Source excerpt:
# # # # #

Updated on 2025-11-19 GMT+08:00

Importing Data

Before using ModelArts Studio, you need to prepare OBS buckets and resource pools to support subsequent model tuning, compression, and deployment tasks, as well as storage of model tuning and task log files.

  1. Prepare ModelArts Studio resources. For details, see Preparations.
  2. Prepare a training dataset.

Before importing the NLP pre-training dataset to the platform, you need to preprocess the dataset according to the data format described in Preprocessing Data.

In addition, when you import a dataset from OBS to ModelArts Studio, the size of a single file cannot exceed 50 GB, and the number of files is not limited. For details, see Format Requirements for Text Datasets.

  1. Log in to ModelArts Studio and access the desired workspace.
  2. In the navigation pane, choose Data Engineering > Data Acquisition. On the Import Task page, click Create Import Job in the upper right corner.
  3. On the Create Import Job page, select the dataset type and file format, and set the import source to OBS.
    Figure 1 Create Import Job
  1. Enter the dataset name and description. Enter extended information if required.
    Extended Info includes Dataset Property and Dataset Copyright.
    • Dataset Property: You can add industry, language, and custom information to a dataset.

# # # # #

Dataset records about object locations:
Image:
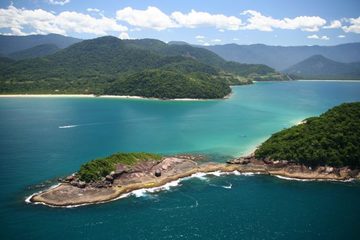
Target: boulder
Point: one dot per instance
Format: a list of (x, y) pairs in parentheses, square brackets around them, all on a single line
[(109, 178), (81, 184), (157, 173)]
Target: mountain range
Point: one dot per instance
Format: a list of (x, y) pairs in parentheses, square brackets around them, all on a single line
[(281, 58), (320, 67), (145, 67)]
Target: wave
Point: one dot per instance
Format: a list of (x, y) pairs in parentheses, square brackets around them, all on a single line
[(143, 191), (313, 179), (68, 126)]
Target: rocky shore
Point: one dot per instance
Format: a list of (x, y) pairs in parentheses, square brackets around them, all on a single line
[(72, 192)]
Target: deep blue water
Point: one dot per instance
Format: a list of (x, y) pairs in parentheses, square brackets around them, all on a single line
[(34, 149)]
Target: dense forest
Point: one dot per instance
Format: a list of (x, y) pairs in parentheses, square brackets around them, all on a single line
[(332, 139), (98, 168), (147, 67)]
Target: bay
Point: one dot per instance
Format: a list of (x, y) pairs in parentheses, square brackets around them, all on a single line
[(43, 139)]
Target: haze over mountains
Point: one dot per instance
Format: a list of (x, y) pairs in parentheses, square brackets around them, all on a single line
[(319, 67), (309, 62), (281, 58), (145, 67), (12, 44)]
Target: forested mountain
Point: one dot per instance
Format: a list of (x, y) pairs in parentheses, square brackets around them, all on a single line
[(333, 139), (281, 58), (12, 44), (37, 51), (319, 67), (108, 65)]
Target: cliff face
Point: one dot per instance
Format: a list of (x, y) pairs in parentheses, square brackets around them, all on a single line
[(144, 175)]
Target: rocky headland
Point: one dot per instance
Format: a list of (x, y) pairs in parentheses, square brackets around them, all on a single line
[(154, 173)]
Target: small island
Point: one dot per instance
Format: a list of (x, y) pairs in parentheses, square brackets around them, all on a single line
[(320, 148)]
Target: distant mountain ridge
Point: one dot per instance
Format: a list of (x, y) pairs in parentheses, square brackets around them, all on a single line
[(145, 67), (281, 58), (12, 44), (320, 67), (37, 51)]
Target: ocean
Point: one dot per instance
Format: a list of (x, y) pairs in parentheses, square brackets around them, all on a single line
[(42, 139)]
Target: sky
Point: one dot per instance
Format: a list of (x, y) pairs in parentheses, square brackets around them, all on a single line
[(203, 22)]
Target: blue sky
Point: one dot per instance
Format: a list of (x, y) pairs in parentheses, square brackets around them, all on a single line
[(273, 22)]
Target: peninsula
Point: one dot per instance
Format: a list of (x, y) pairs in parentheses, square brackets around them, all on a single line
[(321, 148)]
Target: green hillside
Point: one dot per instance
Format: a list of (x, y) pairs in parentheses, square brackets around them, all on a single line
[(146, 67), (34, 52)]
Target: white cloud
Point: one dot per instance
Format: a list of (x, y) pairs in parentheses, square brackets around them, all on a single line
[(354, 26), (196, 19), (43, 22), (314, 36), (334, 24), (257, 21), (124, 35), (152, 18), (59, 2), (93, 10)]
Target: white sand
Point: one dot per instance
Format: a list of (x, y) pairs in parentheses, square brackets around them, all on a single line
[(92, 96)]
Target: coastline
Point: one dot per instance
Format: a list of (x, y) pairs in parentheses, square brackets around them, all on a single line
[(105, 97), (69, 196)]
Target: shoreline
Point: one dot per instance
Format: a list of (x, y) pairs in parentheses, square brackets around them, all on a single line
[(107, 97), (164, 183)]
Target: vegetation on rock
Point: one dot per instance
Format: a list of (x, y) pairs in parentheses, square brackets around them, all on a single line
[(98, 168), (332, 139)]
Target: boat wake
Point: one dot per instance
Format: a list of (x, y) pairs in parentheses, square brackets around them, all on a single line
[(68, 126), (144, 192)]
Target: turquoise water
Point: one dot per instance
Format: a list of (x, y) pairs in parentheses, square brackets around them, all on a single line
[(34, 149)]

# # # # #

Short task:
Continue the guide to importing data into ModelArts Studio, starting right after its final line about Dataset Property.

Written response:
    • Dataset Copyright: In addition to users' self-built datasets, open-source datasets may be used for model training. The dataset copyright function is used to record and manage the copyright information of datasets to ensure that data is used in compliance with laws and regulations and clearly understand the dataset sources and related copyright authorization. By filling in the information, you can trace the source of the data and specify the restrictions and permissions for using the data, thereby protecting data copyright and avoiding copyright disputes.
  2. Click Create Now in the lower right corner of the page to return to the Import Task page. On the page that is displayed, you can view the task status of the dataset. If the task status is Succeeded, the data is successfully imported.
  3. To view the imported dataset, choose Data Engineering > Data Management > Datasets, and click the Original Dataset tab.